— Begin ENTRIES SUPPLIED —
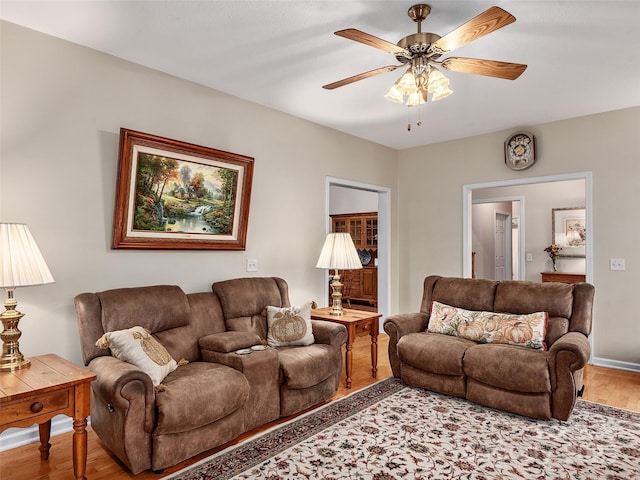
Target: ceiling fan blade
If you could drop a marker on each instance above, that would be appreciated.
(489, 68)
(361, 76)
(362, 37)
(487, 22)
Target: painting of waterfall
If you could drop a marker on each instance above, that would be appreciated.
(176, 195)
— End ENTRIES SUPPLIED —
TASK: Turn the rows above into a JSON list of strings, with one string per line and no blank lines, covering every row. Leave the pictures out.

OUTPUT FOR THIS EXERCISE:
[
  "Target: ceiling fan blade",
  "If you could drop a marker on each instance above, that would be appreciated.",
  "(489, 68)",
  "(361, 76)",
  "(362, 37)",
  "(487, 22)",
  "Target: painting of waterfall",
  "If you could drop a marker on each instance above, that would be appreciated.",
  "(176, 195)"
]